-- BEGIN --

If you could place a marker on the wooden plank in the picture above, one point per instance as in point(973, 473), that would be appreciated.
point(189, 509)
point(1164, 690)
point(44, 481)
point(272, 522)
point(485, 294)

-- END --

# EXERCISE BRIEF:
Copy every line of the data above in full. On the lines that consist only of a point(...), multiply each coordinate by 2.4 and round to a whole number (halves round up), leaving all other numbers as they are.

# REPLY:
If you could place a marker on the wooden plank in the picture above, one point per instance as in point(973, 473), that would be appreciated.
point(454, 1222)
point(2794, 1656)
point(106, 1154)
point(653, 1253)
point(1164, 706)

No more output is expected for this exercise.